■ Task requirements
Everything from the line containing "Where can the roof eave" through the final line of the records must be transcribed verbatim; nothing else belongs in the result.

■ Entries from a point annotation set
* * *

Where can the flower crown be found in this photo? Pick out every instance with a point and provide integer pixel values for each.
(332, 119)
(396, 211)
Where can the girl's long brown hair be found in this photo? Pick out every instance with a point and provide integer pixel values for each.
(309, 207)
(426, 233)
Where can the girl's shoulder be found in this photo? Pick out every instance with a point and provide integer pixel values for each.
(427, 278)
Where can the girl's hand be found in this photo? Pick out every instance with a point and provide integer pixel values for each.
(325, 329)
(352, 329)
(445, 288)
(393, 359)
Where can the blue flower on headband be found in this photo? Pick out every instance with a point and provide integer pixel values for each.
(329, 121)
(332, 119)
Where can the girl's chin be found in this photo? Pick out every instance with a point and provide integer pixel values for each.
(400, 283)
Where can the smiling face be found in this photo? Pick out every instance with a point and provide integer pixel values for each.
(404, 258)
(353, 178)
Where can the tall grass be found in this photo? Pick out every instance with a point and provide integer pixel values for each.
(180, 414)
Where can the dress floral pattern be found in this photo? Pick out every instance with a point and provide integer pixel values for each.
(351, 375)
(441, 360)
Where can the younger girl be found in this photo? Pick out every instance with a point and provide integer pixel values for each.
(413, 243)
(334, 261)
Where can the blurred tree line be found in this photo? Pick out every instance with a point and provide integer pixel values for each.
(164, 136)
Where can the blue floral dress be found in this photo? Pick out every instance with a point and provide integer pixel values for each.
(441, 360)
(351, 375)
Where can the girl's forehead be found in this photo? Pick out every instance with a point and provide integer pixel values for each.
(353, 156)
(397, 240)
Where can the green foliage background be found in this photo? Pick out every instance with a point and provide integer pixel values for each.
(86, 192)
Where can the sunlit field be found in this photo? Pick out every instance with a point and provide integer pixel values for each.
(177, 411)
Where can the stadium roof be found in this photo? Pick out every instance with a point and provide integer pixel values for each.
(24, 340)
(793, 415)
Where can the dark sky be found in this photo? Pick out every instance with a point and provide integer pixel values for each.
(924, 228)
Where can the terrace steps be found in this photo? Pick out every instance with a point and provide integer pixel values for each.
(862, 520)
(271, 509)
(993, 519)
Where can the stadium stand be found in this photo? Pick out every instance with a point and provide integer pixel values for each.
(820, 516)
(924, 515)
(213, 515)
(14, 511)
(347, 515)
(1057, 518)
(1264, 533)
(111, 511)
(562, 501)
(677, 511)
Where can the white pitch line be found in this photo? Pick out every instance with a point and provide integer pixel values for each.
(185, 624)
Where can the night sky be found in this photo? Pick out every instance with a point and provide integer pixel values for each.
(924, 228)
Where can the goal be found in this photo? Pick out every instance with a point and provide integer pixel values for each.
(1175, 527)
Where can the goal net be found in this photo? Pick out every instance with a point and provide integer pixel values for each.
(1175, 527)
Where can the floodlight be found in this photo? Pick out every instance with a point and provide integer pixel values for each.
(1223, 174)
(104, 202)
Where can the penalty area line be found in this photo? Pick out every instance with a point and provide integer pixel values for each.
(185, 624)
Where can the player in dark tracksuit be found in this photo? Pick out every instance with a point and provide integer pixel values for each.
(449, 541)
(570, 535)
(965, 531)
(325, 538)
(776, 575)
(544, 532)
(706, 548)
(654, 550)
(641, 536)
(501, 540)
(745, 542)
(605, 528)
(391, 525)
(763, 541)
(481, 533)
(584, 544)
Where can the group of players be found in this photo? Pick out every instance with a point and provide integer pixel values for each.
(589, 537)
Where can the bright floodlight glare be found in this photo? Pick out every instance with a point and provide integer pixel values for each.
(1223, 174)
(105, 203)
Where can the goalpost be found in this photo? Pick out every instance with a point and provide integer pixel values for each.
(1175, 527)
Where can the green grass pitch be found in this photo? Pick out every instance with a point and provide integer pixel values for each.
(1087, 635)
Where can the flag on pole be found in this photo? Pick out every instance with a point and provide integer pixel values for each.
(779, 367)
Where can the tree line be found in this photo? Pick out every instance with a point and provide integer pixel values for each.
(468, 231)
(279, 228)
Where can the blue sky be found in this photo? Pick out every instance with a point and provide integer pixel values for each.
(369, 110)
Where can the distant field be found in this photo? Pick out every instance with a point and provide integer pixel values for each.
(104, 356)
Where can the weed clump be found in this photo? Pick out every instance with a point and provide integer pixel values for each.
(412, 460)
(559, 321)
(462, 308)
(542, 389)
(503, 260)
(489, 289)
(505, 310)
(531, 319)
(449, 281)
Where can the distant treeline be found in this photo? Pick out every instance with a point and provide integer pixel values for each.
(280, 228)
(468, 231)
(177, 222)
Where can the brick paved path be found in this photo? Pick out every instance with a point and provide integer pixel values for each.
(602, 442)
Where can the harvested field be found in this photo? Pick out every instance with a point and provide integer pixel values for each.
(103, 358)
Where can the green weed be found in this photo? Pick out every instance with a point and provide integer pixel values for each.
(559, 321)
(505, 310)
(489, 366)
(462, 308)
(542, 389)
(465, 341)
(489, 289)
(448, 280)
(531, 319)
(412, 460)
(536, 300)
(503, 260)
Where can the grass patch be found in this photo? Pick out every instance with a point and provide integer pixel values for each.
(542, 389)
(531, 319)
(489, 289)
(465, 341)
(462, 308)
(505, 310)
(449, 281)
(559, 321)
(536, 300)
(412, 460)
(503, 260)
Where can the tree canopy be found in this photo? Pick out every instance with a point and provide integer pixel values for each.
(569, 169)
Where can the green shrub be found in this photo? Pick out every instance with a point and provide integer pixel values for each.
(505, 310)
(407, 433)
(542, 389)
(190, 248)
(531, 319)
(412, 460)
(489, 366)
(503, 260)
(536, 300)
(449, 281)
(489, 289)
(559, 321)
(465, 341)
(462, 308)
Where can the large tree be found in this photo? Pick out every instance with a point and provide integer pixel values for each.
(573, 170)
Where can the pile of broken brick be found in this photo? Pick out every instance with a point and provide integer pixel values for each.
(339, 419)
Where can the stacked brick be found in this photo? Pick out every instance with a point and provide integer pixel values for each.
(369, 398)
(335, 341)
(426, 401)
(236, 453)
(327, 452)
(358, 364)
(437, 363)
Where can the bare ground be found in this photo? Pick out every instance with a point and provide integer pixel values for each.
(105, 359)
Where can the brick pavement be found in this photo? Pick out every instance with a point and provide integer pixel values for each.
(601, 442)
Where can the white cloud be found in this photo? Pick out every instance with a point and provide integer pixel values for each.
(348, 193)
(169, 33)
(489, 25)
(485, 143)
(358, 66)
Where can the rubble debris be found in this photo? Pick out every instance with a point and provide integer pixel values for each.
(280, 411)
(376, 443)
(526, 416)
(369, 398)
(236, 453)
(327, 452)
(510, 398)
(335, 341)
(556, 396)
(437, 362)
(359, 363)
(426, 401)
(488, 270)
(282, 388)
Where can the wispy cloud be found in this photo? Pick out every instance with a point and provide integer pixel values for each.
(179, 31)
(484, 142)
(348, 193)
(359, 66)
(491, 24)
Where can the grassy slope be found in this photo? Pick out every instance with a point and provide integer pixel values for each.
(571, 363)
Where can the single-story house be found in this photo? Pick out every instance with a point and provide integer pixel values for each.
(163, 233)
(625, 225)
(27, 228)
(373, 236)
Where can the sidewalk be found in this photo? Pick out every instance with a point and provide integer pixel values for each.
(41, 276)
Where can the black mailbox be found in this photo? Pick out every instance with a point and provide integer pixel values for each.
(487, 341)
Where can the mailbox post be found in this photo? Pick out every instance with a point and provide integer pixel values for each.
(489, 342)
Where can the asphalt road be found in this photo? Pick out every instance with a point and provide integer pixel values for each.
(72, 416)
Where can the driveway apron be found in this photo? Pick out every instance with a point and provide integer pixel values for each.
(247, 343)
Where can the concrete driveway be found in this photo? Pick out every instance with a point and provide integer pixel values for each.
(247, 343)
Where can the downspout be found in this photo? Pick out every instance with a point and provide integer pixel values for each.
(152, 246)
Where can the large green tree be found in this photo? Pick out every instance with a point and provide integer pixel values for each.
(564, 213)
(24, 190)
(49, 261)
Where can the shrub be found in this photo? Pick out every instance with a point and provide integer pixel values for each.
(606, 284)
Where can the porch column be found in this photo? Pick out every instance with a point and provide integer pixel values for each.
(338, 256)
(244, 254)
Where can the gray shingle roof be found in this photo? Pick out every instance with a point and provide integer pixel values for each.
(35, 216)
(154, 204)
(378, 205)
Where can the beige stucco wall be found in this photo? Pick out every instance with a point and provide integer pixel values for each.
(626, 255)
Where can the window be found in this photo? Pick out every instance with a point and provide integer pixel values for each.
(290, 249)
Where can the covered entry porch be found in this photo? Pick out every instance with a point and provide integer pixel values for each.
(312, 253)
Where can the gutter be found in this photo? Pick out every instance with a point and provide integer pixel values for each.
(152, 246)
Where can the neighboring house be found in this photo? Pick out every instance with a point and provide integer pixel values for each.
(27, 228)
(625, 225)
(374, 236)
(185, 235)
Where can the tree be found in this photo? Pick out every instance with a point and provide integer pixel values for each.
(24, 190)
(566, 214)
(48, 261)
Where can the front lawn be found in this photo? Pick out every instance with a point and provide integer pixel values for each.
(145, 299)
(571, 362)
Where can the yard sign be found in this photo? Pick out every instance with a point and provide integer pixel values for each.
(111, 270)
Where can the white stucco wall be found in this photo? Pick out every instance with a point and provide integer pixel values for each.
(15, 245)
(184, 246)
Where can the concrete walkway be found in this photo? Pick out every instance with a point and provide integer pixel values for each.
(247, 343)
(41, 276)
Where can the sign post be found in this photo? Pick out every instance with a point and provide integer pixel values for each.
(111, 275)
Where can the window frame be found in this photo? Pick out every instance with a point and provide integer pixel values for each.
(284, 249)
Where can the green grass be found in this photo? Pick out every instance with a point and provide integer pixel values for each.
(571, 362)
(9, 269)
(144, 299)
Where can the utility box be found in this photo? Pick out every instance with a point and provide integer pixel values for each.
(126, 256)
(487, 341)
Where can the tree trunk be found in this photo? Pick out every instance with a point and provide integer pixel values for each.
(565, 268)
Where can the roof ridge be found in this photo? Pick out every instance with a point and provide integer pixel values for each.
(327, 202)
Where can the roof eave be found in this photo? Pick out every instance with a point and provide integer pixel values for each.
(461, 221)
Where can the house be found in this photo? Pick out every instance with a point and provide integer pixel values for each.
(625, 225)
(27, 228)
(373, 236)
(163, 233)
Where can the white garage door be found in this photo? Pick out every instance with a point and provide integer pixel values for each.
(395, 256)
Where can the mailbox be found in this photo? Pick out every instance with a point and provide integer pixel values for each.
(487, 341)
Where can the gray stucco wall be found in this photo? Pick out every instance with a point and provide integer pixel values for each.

* * *

■ Written solution
Where can the roof eave be found in this photo? Pick out every instance with a point and provide integer pixel values for each.
(461, 221)
Where can the house be found in this photo? Pick out every instance with a point and provide integer pixel values for each.
(625, 225)
(27, 228)
(373, 236)
(163, 233)
Where can the white garage door be found in this photo? Pick out every instance with a point and provide integer pixel values for each.
(395, 256)
Where can the mailbox be found in this photo? Pick out every instance with a point and provide integer pixel values for each.
(487, 341)
Where can the gray stucco wall be found in this photo? Pick out every instance with a point and provide integer pixel values for each.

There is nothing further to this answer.